Entries pointing to named objects:
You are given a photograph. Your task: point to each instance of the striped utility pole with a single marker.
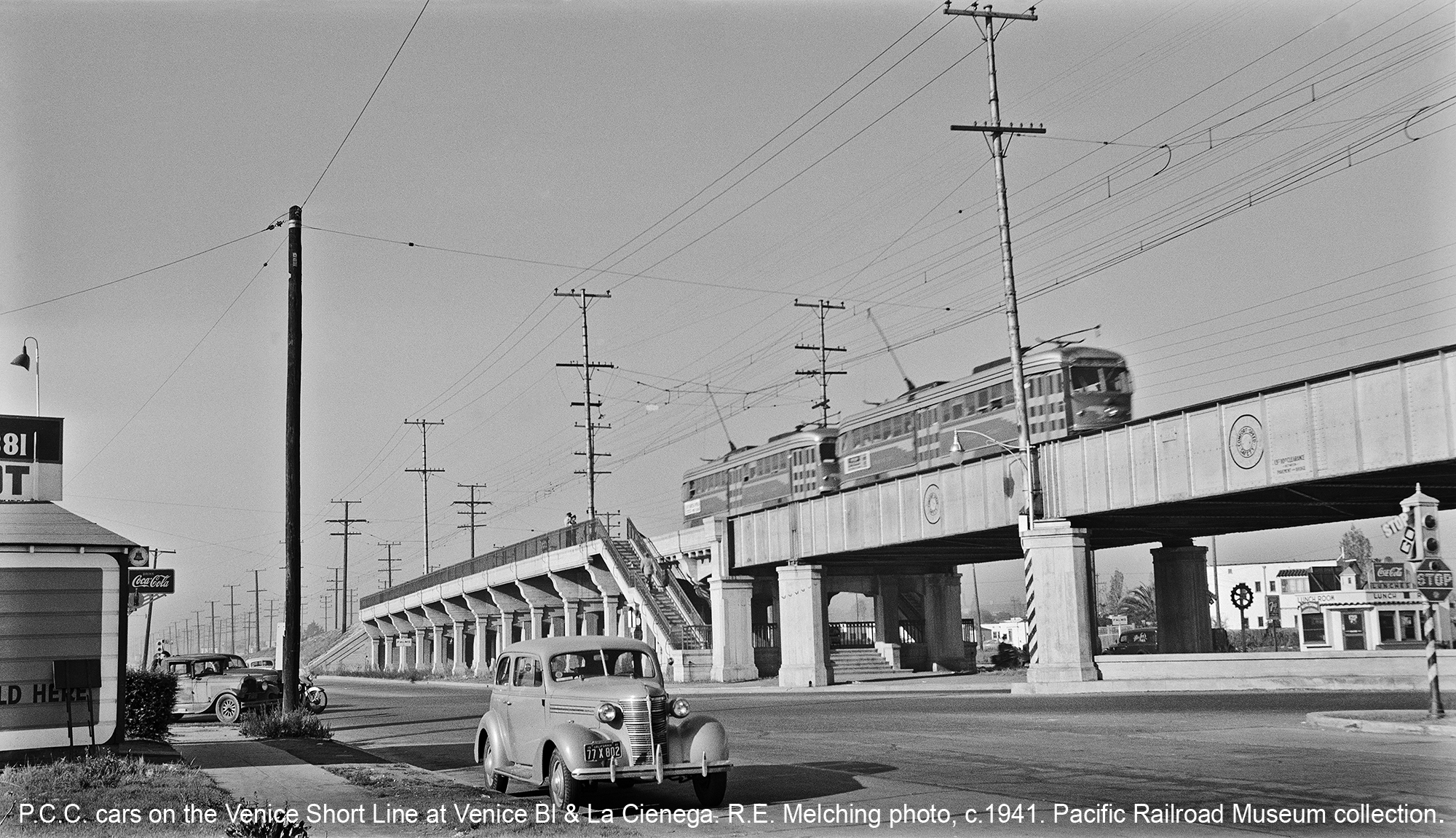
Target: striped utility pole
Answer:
(997, 135)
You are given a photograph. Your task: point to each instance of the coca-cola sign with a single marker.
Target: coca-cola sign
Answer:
(152, 581)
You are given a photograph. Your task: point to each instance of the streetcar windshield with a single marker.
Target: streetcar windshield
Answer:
(1100, 380)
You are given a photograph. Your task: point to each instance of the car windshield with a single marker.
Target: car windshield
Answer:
(601, 663)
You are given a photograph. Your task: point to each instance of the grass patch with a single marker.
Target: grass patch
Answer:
(111, 783)
(292, 725)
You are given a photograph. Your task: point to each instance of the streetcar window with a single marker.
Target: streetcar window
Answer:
(1120, 380)
(1088, 380)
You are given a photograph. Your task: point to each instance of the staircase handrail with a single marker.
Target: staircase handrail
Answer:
(647, 552)
(633, 581)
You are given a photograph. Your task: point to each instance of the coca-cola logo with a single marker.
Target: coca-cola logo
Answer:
(154, 581)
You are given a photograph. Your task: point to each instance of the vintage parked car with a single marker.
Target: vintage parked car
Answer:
(573, 712)
(221, 684)
(1135, 642)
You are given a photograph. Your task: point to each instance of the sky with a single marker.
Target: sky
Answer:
(1234, 195)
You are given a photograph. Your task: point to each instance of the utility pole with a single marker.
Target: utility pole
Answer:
(997, 140)
(822, 352)
(470, 510)
(232, 620)
(212, 625)
(258, 635)
(586, 365)
(424, 473)
(346, 521)
(389, 562)
(293, 482)
(336, 591)
(146, 636)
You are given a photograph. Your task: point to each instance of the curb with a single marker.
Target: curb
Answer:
(919, 684)
(1407, 722)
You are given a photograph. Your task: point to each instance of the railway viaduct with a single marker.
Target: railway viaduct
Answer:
(1339, 447)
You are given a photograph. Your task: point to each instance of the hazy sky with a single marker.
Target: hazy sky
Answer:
(1238, 194)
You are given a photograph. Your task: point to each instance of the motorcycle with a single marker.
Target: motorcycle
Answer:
(311, 696)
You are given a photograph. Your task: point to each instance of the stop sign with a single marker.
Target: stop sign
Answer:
(1435, 580)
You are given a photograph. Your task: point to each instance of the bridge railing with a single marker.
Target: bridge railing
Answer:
(519, 552)
(852, 635)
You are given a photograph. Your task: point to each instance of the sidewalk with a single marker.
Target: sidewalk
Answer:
(270, 773)
(985, 681)
(1413, 722)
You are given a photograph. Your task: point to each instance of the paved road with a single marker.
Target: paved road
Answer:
(953, 751)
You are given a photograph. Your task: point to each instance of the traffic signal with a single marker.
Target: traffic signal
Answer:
(1428, 545)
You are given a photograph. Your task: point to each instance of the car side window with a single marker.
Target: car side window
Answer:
(528, 671)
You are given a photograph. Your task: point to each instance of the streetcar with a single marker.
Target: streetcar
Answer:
(1069, 390)
(802, 463)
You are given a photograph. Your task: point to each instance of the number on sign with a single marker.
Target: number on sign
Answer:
(15, 446)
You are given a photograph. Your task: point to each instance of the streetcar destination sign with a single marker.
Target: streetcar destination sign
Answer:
(1435, 580)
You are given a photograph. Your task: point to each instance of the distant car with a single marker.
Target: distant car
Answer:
(573, 712)
(1135, 642)
(221, 684)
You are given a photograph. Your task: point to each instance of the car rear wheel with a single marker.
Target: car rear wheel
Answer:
(711, 789)
(566, 791)
(228, 709)
(493, 780)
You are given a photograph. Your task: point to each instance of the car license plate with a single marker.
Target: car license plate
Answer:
(599, 751)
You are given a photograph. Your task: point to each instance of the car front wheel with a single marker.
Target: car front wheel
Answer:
(566, 791)
(493, 780)
(228, 709)
(711, 789)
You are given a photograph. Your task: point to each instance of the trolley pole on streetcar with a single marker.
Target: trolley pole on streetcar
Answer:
(997, 137)
(586, 365)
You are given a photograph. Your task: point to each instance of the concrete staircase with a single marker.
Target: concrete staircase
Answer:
(682, 629)
(863, 665)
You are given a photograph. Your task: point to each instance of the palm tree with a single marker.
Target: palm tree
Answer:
(1141, 606)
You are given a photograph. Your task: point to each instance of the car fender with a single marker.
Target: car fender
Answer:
(491, 727)
(570, 740)
(695, 738)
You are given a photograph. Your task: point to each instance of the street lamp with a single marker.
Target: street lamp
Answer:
(24, 360)
(1020, 453)
(959, 448)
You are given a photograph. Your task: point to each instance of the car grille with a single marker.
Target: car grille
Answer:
(646, 725)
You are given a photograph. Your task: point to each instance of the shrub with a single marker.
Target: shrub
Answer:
(149, 703)
(279, 725)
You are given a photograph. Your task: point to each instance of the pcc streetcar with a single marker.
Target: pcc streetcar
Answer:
(1069, 390)
(802, 463)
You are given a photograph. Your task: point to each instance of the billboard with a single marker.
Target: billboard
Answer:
(60, 622)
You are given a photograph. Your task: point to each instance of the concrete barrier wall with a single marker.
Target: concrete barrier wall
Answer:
(1375, 664)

### TASK DETAILS
Render every line of the listing above as a JSON list of strings, one string per line, with blank lines skipped and the pictures left out.

### TASK OUTPUT
[
  "You are given a photograph. Your task: point to each instance of the striped utility pole with a single marker.",
  "Target: striped utility pole",
  "Answer:",
  "(997, 135)",
  "You are given a photograph. Your task: point to each instance of the coca-cola sign with a single marker.",
  "Target: coca-cola sign",
  "Answer:",
  "(152, 581)",
  "You are given a photograph. Your task: point to each instance of the streetcar windshield with a single marker.",
  "Target: streetcar windshield",
  "Answer:",
  "(1100, 380)",
  "You are given a photograph. Your task: point to each instance of the car windshield with a single marker.",
  "Target: car windshield",
  "Answer:",
  "(601, 663)",
  "You are given a photograph. Your task: point to each instance of the grass patch with a single marker.",
  "Target: grass patch",
  "Answer:",
  "(111, 783)",
  "(292, 725)",
  "You are given a photograph. Your task: point to each instance of the streetcar window with a single marker.",
  "Target: streetcar window",
  "Answer:",
  "(1120, 380)",
  "(1088, 380)",
  "You are given a photograph. Your task: point to each instance of the staircase handrail with a single marker.",
  "Target: staircase handrail",
  "Answer:",
  "(647, 552)",
  "(633, 581)",
  "You are given a photograph. Your task: point to each instance of the coca-cola logo with a single marker.",
  "Target: coca-cola logo",
  "Answer:",
  "(154, 581)",
  "You are given a photograph. Your task: point to each instance of the vintage parked car with a single marker.",
  "Target: vintage parked car",
  "Answer:",
  "(573, 712)",
  "(221, 684)",
  "(1135, 642)",
  "You are given a photograph. Your task: point to each instance of the sky with a single marker.",
  "Target: sky",
  "Answer:",
  "(1234, 195)",
  "You are given a photograph. Your task: point to each instance of the utility pole with a single marker.",
  "Target: utility pole",
  "Answer:",
  "(997, 140)",
  "(822, 352)",
  "(470, 510)",
  "(232, 620)",
  "(212, 625)",
  "(258, 635)",
  "(586, 365)",
  "(424, 473)",
  "(346, 521)",
  "(389, 562)",
  "(293, 482)",
  "(336, 591)",
  "(146, 636)",
  "You are given a photograph. Your task: point to each instance of the curb with a single marker.",
  "Target: curb",
  "Answer:",
  "(919, 684)",
  "(1407, 722)",
  "You are given a photograph. Your task: point to each instance of the railway viaduct with a single marker.",
  "Target: railway viaduct",
  "Answer:",
  "(1339, 447)",
  "You are given a photograph. Your task: point to each instance of the hazy sky with a single marker.",
  "Target: hazy sky",
  "Answer:",
  "(1238, 194)",
  "You are given a photograph. Your task: point to each instance of the motorcycle with a single marker.",
  "Target: motorcycle",
  "Answer:",
  "(311, 696)",
  "You are given a photograph. Your task: point to each instance of the stop sign with a single marker.",
  "Target: stop sign",
  "Answer:",
  "(1435, 580)",
  "You are given a photograph. Your task: point to each instance of the bridge railing with a single marker.",
  "Target: bridge railing",
  "Answer:",
  "(519, 552)",
  "(852, 635)",
  "You are given a photograph. Your task: point to each instance of the sidewalk with a single marker.",
  "Target: sidewalk",
  "Answer:",
  "(270, 773)",
  "(985, 681)",
  "(1413, 722)",
  "You are given a photograph. Your task: point to each instance of the paved road with a single marker.",
  "Target: paved road",
  "Answer:",
  "(953, 751)",
  "You are given a photograph. Your task: point to each instance of the traffic signal with a single marker.",
  "Target: traffic signal",
  "Answer:",
  "(1428, 545)",
  "You are given a photograph. Your task: point to each instance of the car side window with a single marker.",
  "Target: car side window",
  "Answer:",
  "(528, 671)",
  "You are given a photograph. Your task: point to each instance of the streetcar with a single marker.",
  "Target: streetcar",
  "Answer:",
  "(1069, 390)",
  "(802, 463)",
  "You are given a photograph. Your task: point to each instance of the number on sign with a single marker.",
  "Target: number on sign",
  "Answer:",
  "(15, 446)",
  "You are given a photograph. Your task: point to each instance of the streetcar destination sign with a single marker.",
  "Target: streetcar destination sign",
  "Answer:",
  "(1435, 580)",
  "You are given a photograph. Your task: point to each instance of the distant car with a single marker.",
  "Target: distant car",
  "Answer:",
  "(573, 712)",
  "(1135, 642)",
  "(221, 684)",
  "You are given a photograph. Your task: point to each instance of the car rear wheel with a single marker.",
  "Target: car rear wheel",
  "Answer:",
  "(711, 789)",
  "(566, 791)",
  "(228, 709)",
  "(493, 780)",
  "You are given a photograph. Your task: point to each instance of the car license plate with a single marker.",
  "Target: car license plate",
  "Answer:",
  "(599, 751)",
  "You are given a photograph. Your task: point to each instance of the car front wheel with a single marker.",
  "Target: car front wheel",
  "Answer:",
  "(566, 791)",
  "(493, 780)",
  "(228, 709)",
  "(711, 789)",
  "You are given a photograph. Your task: point to each instance of the trolley pole on streetcar with a single marker.",
  "Target: trolley pole on streetcar",
  "Answer:",
  "(997, 137)",
  "(586, 365)",
  "You are given a photograph. Your task: point to each instance of the concrete staircase with a single marker.",
  "Target: concrete staircase",
  "Answer:",
  "(682, 629)",
  "(863, 665)",
  "You are given a photograph. Your task: point to each instance of the palm tree with a single marker.",
  "Target: palm tree",
  "Answer:",
  "(1141, 606)",
  "You are given a photograph. Your task: point to each instance of the car fender with a single marker.",
  "Target: car fender",
  "Answer:",
  "(491, 727)",
  "(570, 740)",
  "(695, 738)",
  "You are given a photograph. Your task: point to each instance of the street lamp with a single marker.",
  "Target: street lamp",
  "Answer:",
  "(24, 360)",
  "(1020, 453)",
  "(959, 448)",
  "You are given a photograph. Your task: point to each instance of the car grille with a single marker.",
  "Target: car grille",
  "Answer:",
  "(646, 725)",
  "You are given a photograph. Your task: point to each instance of the shrub with a single marker.",
  "Target: shrub",
  "Answer:",
  "(149, 703)",
  "(279, 725)",
  "You are given a photograph. Your task: point to each instance of the pcc streetcar with a single marker.",
  "Target: pcc streetcar",
  "Answer:",
  "(1069, 390)",
  "(802, 463)",
  "You are given a photograph. Your task: point to each instance of the billboard with a single marker.",
  "Target: billboard",
  "Answer:",
  "(60, 622)",
  "You are given a photograph. Your task: point to each instance of the concrete barrier wall with a single marker.",
  "Target: concrete barrier wall",
  "Answer:",
  "(1375, 664)"
]